Requirements
Rewrite the records with every occurrence of "dense tree line" replaced by "thick row of trees", keeping all other text the same.

Excerpts from point annotation data:
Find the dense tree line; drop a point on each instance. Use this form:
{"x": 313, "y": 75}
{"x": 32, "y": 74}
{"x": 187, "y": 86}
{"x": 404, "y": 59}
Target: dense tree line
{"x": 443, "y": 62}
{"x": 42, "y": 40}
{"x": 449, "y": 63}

Response to this exercise
Find the thick row of trees; drop a point on each instance. Use this form:
{"x": 313, "y": 75}
{"x": 32, "y": 74}
{"x": 187, "y": 86}
{"x": 404, "y": 59}
Target: thick row of trees
{"x": 443, "y": 62}
{"x": 42, "y": 40}
{"x": 449, "y": 63}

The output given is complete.